Gather every line from the entries below that includes "woman".

═══ PROVIDED RECORDS

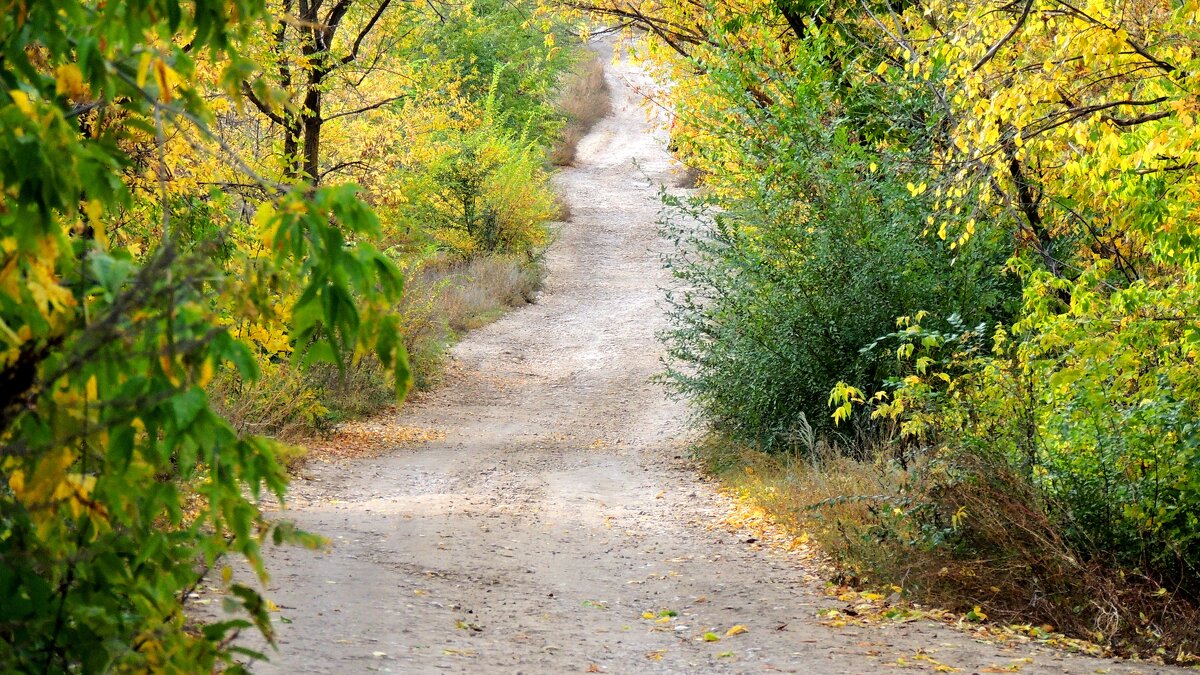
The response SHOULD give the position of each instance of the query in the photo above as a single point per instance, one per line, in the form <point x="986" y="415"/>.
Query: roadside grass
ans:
<point x="444" y="297"/>
<point x="585" y="99"/>
<point x="958" y="533"/>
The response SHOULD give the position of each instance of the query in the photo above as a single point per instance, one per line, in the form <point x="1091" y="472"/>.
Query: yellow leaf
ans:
<point x="69" y="81"/>
<point x="22" y="101"/>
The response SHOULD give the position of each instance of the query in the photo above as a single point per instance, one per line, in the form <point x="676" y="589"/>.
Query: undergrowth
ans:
<point x="445" y="296"/>
<point x="958" y="531"/>
<point x="585" y="100"/>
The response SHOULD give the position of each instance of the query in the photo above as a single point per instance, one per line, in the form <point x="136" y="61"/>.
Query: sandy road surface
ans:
<point x="556" y="509"/>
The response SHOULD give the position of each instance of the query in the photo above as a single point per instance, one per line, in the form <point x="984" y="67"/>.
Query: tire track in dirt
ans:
<point x="557" y="508"/>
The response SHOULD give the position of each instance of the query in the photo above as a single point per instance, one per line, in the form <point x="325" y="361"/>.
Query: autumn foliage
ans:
<point x="207" y="220"/>
<point x="967" y="231"/>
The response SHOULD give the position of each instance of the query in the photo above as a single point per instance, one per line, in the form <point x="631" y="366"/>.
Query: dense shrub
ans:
<point x="785" y="282"/>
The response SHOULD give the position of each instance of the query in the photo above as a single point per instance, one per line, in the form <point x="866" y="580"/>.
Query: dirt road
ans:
<point x="557" y="509"/>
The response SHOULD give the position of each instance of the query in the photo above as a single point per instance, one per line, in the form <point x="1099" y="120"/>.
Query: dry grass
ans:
<point x="958" y="535"/>
<point x="445" y="297"/>
<point x="585" y="99"/>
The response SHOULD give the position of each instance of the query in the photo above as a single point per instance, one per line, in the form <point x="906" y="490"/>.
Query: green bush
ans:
<point x="783" y="286"/>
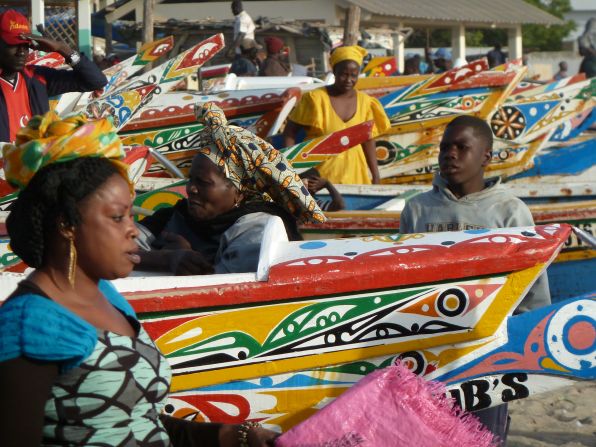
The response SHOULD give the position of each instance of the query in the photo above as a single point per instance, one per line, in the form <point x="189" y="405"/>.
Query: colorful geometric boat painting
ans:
<point x="180" y="145"/>
<point x="121" y="106"/>
<point x="116" y="75"/>
<point x="277" y="345"/>
<point x="312" y="152"/>
<point x="51" y="60"/>
<point x="410" y="158"/>
<point x="380" y="66"/>
<point x="129" y="97"/>
<point x="148" y="53"/>
<point x="168" y="74"/>
<point x="285" y="399"/>
<point x="277" y="350"/>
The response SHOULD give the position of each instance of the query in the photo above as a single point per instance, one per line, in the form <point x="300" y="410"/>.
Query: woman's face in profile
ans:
<point x="210" y="193"/>
<point x="105" y="239"/>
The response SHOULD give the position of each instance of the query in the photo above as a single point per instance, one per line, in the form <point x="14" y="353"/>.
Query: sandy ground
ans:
<point x="564" y="418"/>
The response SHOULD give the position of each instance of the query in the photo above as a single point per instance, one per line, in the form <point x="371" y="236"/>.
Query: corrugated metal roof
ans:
<point x="476" y="11"/>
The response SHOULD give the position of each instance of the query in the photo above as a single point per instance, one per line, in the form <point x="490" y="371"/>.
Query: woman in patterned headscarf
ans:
<point x="76" y="366"/>
<point x="337" y="107"/>
<point x="236" y="182"/>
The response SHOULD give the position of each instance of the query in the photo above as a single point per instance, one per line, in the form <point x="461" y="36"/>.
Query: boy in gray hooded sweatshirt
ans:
<point x="462" y="200"/>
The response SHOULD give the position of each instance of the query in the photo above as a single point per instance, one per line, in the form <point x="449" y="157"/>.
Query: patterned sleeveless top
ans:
<point x="111" y="388"/>
<point x="113" y="398"/>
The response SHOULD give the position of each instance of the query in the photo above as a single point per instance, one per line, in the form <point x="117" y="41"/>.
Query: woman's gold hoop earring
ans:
<point x="72" y="262"/>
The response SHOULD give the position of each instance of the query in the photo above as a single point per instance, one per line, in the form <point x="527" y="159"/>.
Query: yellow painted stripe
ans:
<point x="576" y="255"/>
<point x="515" y="284"/>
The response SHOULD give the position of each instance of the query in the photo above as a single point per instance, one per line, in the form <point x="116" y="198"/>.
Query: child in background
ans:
<point x="461" y="199"/>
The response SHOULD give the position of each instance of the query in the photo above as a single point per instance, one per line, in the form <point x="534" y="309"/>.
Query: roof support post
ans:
<point x="515" y="43"/>
<point x="351" y="25"/>
<point x="399" y="48"/>
<point x="458" y="42"/>
<point x="37" y="14"/>
<point x="84" y="27"/>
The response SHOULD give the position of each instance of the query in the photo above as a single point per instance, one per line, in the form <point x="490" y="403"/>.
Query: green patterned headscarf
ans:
<point x="253" y="165"/>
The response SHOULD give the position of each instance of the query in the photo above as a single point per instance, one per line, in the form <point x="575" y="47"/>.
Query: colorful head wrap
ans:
<point x="48" y="139"/>
<point x="253" y="165"/>
<point x="351" y="53"/>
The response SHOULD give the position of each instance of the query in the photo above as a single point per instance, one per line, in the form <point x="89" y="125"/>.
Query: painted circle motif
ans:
<point x="571" y="335"/>
<point x="414" y="361"/>
<point x="452" y="302"/>
<point x="508" y="123"/>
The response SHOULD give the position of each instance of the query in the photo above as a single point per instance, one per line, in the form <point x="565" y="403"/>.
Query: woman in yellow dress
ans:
<point x="337" y="107"/>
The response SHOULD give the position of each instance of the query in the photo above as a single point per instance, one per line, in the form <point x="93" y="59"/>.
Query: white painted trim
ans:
<point x="274" y="236"/>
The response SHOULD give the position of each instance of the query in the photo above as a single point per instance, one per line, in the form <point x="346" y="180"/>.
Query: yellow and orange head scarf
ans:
<point x="352" y="53"/>
<point x="49" y="139"/>
<point x="253" y="165"/>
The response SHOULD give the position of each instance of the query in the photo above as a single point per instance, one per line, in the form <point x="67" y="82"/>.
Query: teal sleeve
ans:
<point x="38" y="328"/>
<point x="117" y="300"/>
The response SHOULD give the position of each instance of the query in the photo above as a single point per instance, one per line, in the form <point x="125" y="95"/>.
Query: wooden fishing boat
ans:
<point x="278" y="344"/>
<point x="522" y="127"/>
<point x="116" y="75"/>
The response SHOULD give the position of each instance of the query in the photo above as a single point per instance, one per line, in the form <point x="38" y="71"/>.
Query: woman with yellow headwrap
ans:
<point x="236" y="182"/>
<point x="337" y="107"/>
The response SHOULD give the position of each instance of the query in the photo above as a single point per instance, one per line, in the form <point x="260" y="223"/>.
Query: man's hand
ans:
<point x="189" y="262"/>
<point x="48" y="44"/>
<point x="173" y="241"/>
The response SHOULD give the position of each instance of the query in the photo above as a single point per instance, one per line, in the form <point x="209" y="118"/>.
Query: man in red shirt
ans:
<point x="25" y="91"/>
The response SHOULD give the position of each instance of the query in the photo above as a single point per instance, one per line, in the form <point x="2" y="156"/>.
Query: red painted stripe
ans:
<point x="362" y="273"/>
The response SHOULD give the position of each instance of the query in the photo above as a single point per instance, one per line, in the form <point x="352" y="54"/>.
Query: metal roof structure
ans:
<point x="486" y="12"/>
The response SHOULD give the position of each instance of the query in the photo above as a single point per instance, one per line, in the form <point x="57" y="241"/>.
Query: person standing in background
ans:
<point x="25" y="91"/>
<point x="337" y="107"/>
<point x="273" y="65"/>
<point x="244" y="28"/>
<point x="244" y="64"/>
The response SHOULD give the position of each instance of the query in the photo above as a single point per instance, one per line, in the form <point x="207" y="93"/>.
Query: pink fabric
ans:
<point x="390" y="407"/>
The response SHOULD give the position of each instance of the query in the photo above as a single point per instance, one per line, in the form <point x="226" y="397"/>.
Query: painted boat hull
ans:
<point x="277" y="345"/>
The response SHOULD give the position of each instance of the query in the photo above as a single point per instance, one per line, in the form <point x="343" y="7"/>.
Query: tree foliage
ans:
<point x="548" y="38"/>
<point x="536" y="37"/>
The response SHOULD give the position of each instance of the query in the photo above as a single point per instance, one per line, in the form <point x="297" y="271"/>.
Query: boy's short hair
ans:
<point x="481" y="127"/>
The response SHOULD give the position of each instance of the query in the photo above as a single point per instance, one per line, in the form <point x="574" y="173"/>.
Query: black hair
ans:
<point x="481" y="128"/>
<point x="53" y="195"/>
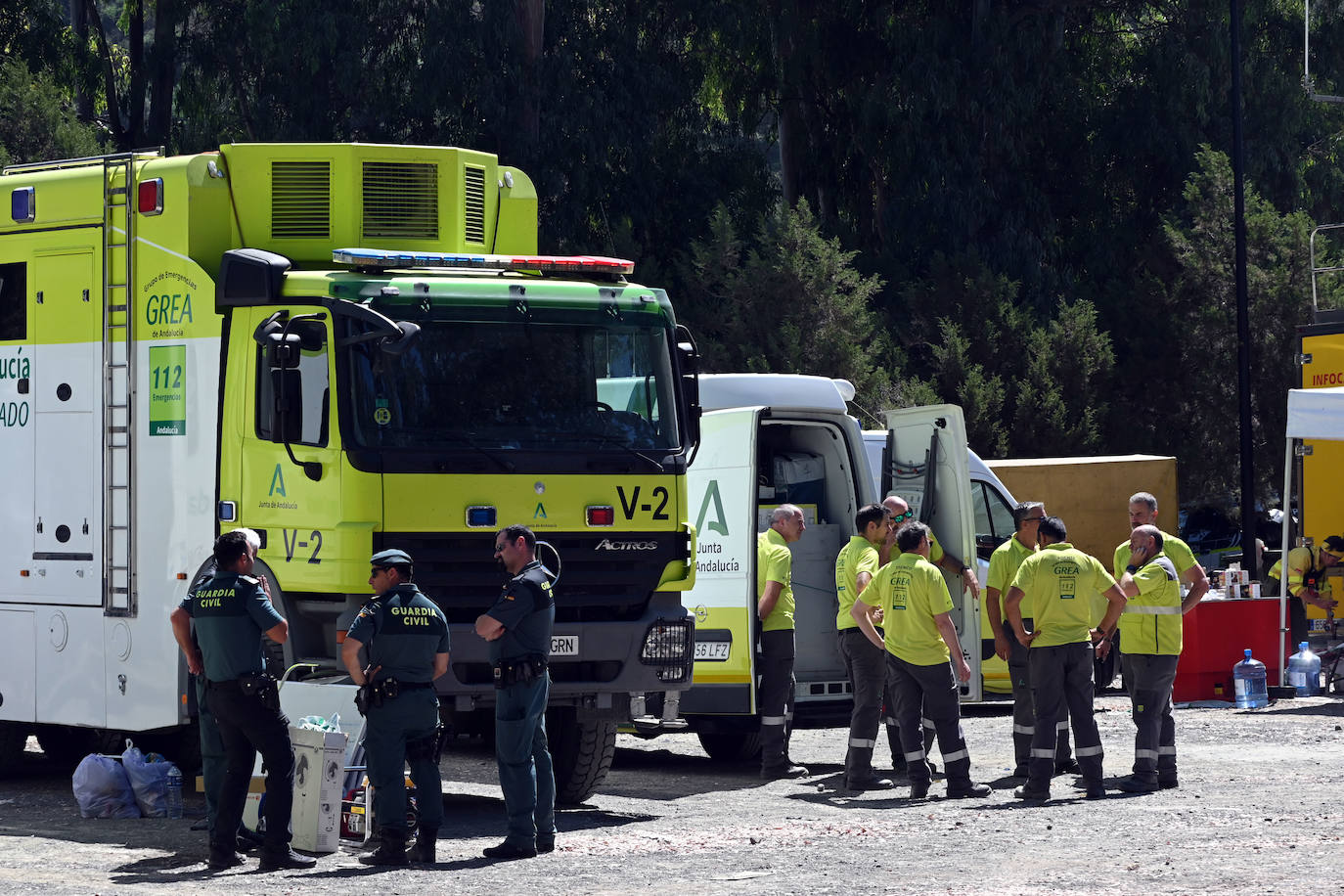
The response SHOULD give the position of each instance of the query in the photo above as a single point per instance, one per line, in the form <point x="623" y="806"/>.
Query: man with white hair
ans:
<point x="775" y="610"/>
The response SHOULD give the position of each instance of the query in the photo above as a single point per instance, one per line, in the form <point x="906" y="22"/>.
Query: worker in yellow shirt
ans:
<point x="1056" y="582"/>
<point x="775" y="608"/>
<point x="1150" y="645"/>
<point x="863" y="661"/>
<point x="1307" y="580"/>
<point x="919" y="640"/>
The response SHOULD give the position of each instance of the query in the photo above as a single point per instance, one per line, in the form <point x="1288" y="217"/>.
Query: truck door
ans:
<point x="723" y="497"/>
<point x="67" y="518"/>
<point x="926" y="465"/>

══════

[RESULT OF THE EXERCISE]
Query: woman's face in profile
Query: woman in patterned headscarf
Query: woman's gold hoop earring
Query: woman in yellow dress
Query: woman with yellow headwrap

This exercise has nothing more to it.